**YOUR TASKS:**
A – In the blog by the algebra teacher, what movie is the Horror Movie Club watching on the SmartBoard?
B – Carry on the algebra teacher's blog from its final sentence.

**TEXT PASSAGE:**
Tuesday, January 4, 2011

Nerds!

Sitting in the big classroom watching Alfred Hitchcock's Psycho on the SmartBoard. Part of my duties as advisor to the school's Horror Movie Club.

Just to set the scene: Janet Leigh just checked into the Bates Motel. Norman and Mom are having their first audible argument. I find it very hard to believe none of the boys in the room are commenting on Ms. Leigh's ironclad foundational garments. Perhaps they saved those comments for when I was briefly out of the room a few minutes.

Frankly, I'm surprised the kids picked this movie. The last one they brought in was "Dead Snow", a Norwegian "ubersplatter" film about Nazi zombies protecting a cache of stolen gold (!) that, truth be told, even had me yukking it up even while laboring through the usual bottomless pile of ungraded homework. Before that, it was "30 days of Night," a vampire flick set (creatively, I might add) in Alaska.

Long story short, the kids have decent taste. Why they decided to watch a film most would classify under "suspense" instead of "horror" is beyond me, however. 

Anyway, I didn't seek out the advisorship of the Horror Movie Club; it was thrust on me. That's largely because the nerds who founded the club, first as a series of overly-gory posters composed in art class and then finally as an actual DVD someone actually remembered to bring to school, must have seen me a kindred nerd spirit. I am an algebra teacher, after all. 

Although advising the club cuts into what limited free time I have, I've taken to the post. Nerds need support in any school, but they especially need it in an inner city school, where the basic adolescent need to project a tough outward exterior pushes the equally powerful need to geek out over creepy movies, anime or whatever kids happen to geek out about today deep into the closet.

Also, there's my own status as a wannabe film director. Last spring the kids filmed a test scene of a horror movie concept Sam, the group's ring leader, wrote. I have to admit, it was tough standing back, watching the rookie mistakes pile up, but the episode drove home the importance of making said mistakes. After all, they've got the passion. The worst thing anybody could do is step in and dampen it down with a bunch or rules.

OK, just got past the shower scene. None of the (2) girls showed up today, so I have to give the 4 boys who did extra credit for keeping the MST3K-style commentary relatively clean. What commentary I am hearing is pretty funny, I have to admit. It's a nice fringe-benefit that, alas, I can only slightly acknowledge lest I let the atmosphere get a little too light. Hard to believe that not one of these kids is in the honors track.

Final note: The kids are all agreeing that Anthony Perkins and I bear a pretty strong resemblance. Maybe it's because we're both middle aged white guys. Then again, maybe it's something I can use to my advantage in class someday.

I Hate it When That Happens

Sixth Period Student: Mister, I have an absence note from my Mom for yesterday. 

Me: You were absent yesterday?

Student: Yeah.

Thursday, December 23, 2010

Christmas Eve^2

Today's Lesson
All Periods: "What do I need to know to answer the question?"


The day before the Christmas break is one of those ordeals that reinforces the whole ed-school concept of a classrom "social contract, meaning that, if the kids don't want to work, no amount of screaming and yelling will make them do so. Sure, you'll get the 1 or 2 eager-to-please types to fall into line, but after a while, you realize you're doing more damage than good to your rep, especially when you have to deal with the same set of students the first Monday after the break.  

Anyway, that's how it started this morning. I hit the first group at the door with my demands and conditions and got merely adequate compliance as a result. I was a little more chill with the next group and got even better compliance, so there was the day's lesson on my end at least.

**EXCERPTED DATA:**
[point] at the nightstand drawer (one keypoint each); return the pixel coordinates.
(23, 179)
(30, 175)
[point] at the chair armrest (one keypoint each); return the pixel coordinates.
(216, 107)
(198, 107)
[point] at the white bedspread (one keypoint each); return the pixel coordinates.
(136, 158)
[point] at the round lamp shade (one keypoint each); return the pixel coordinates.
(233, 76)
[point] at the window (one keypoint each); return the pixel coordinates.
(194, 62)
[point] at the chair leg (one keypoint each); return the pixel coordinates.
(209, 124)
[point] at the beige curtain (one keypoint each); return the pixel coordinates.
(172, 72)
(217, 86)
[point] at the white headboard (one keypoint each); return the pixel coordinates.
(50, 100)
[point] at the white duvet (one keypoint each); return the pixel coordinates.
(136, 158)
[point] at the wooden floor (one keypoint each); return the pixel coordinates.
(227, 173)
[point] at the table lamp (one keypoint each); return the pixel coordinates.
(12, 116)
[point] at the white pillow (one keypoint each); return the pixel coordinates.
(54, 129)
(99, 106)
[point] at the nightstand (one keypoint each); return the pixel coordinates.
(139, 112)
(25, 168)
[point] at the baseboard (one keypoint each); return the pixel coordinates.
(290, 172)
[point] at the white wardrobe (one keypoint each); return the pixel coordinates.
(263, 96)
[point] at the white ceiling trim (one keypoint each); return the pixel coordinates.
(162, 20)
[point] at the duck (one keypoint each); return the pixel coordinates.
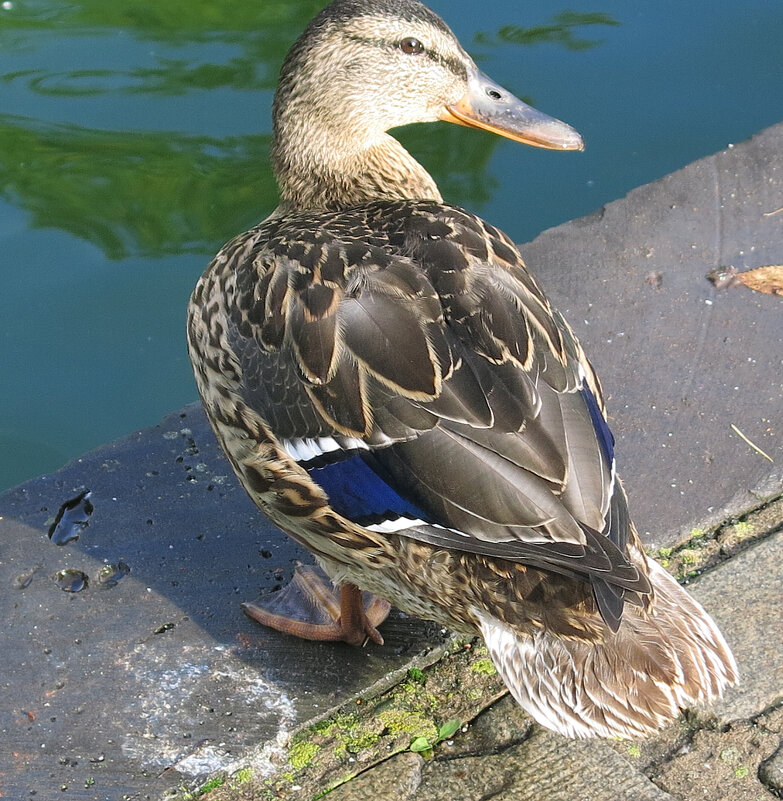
(395, 392)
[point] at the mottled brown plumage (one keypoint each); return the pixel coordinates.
(396, 393)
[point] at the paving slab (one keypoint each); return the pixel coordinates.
(146, 679)
(681, 361)
(133, 686)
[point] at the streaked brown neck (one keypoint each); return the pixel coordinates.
(319, 168)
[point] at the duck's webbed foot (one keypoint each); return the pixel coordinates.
(312, 608)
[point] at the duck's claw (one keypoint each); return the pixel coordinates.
(310, 607)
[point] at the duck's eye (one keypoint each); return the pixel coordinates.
(411, 46)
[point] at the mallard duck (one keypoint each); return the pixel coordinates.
(396, 393)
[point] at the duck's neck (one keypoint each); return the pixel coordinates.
(317, 170)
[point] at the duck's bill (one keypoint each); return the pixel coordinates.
(491, 107)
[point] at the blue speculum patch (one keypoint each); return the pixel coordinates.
(605, 436)
(357, 492)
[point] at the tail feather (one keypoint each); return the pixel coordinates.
(629, 685)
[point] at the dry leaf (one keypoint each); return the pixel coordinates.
(767, 279)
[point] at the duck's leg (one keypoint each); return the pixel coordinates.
(310, 607)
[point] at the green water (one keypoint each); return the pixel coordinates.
(133, 143)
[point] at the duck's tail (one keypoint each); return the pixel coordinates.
(629, 685)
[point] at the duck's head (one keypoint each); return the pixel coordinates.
(362, 67)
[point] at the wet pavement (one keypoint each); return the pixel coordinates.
(148, 677)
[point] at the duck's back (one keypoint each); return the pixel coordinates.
(401, 354)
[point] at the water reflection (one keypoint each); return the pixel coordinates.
(562, 30)
(157, 192)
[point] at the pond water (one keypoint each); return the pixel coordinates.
(134, 137)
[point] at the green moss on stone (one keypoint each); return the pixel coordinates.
(417, 676)
(301, 753)
(401, 721)
(484, 667)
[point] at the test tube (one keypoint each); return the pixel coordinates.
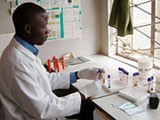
(49, 65)
(149, 84)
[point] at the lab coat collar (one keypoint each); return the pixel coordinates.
(28, 46)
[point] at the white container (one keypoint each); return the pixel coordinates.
(145, 65)
(158, 86)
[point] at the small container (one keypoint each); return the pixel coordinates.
(158, 85)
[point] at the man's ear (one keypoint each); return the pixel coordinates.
(27, 28)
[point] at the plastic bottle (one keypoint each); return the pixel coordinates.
(109, 81)
(135, 79)
(126, 74)
(121, 73)
(149, 80)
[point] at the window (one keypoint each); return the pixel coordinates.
(146, 37)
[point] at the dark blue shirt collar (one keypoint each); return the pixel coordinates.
(28, 46)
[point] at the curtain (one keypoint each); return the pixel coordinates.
(120, 17)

**RESULTS FOR EACH TASK:**
A – Alfred Hitchcock's Psycho.

B –
My last three classes are staffed with upperclassmen which means I was dealing with 4, 3 and then finally 2 students, one of whom got up to go to the bathroom and never returned. Rather than get pissed off or lose emotional steam, I used the time to catch up on my attendance and monitor the working students' activity. Long story short, out of the 7 kids too lazy to cut class, at least 6 got something decent (at least in terms of mathematics) out of the experience.

As for the 7th, I practically stepped on an overlooked dime bag of pot in my classroom doorway as I was heading out of my last class, so maybe he was in a rush to get out and get the holidays started. I contemplated stapling it up in the break room bulletin with a "open only in case of emergency" note attached, but figured that might be a dodgy move given the fact that kids are in and out of the break room as much as the teachers. Instead, I threw it on the boss's desk with a joking "Merry Christmas" and a quick explanation as to how it turned up.

"It'll be interesting to see who comes back to report it missing," the boss said.

 


Wednesday, December 22, 2010

Punchy

Today's Lessons:
Third and Fourth Period -- consecutive number problems
Sixth, Seventh, and Eighth -- relative error/percent change problems.

Wednesday is a short day at my school. The year before I came on board (2007), the faculty voted to establish a common professional development period at the start of each Wednesday. Under the prior arrangement, I'm told, you had the teachers working the 3-10 (period) track meet in the morning before their first class and the teachers working the 1-8 track meeting at the end of the day after their last class. Such a schedule, while leaving the school day intact for the kids, created a complexity nightmare for the administration when it came to getting news and information out to the faculty.

Anyway, the new schedule reduces each Wednesday period from 50 minutes to 35 minutes. For the most part, people seem OK with it. The ones who do bitch and moan about not having enough time to get things done on Wednesday are the ones who tend to bitch and moan about anything. All I really know is that the last time they put it up for a vote -- last year -- the faculty overwhelmingly decided to keep the short-Wednesday schedule

Anyway, I happen to like Wednesdays if only for the fact it breaks up the weekly routine and it forces me to break away from the warmup-lecture-exercises teaching model that, no matter how much I try to avoid it, seems to pull me back into its comfortable grip, especially when I find myself perilously short of ideas and/or prep time. Compared to a 90 or even 45 minute period, 35 minutes is a mere eyeblink. From a mathematical perspective, you've got just enough time to introduce a compelling problem or two and then make sure everybody gets a fair shot to work it out. If you keep your energy up, you can move desk to desk, making on the fly observations, answering panicked questions, rescuing the clueless, bawling out the lazy and when it's all done, and the bell sounds, you retreat to a neutral corner for the next group.  

Stick and move, stick and move, as they say.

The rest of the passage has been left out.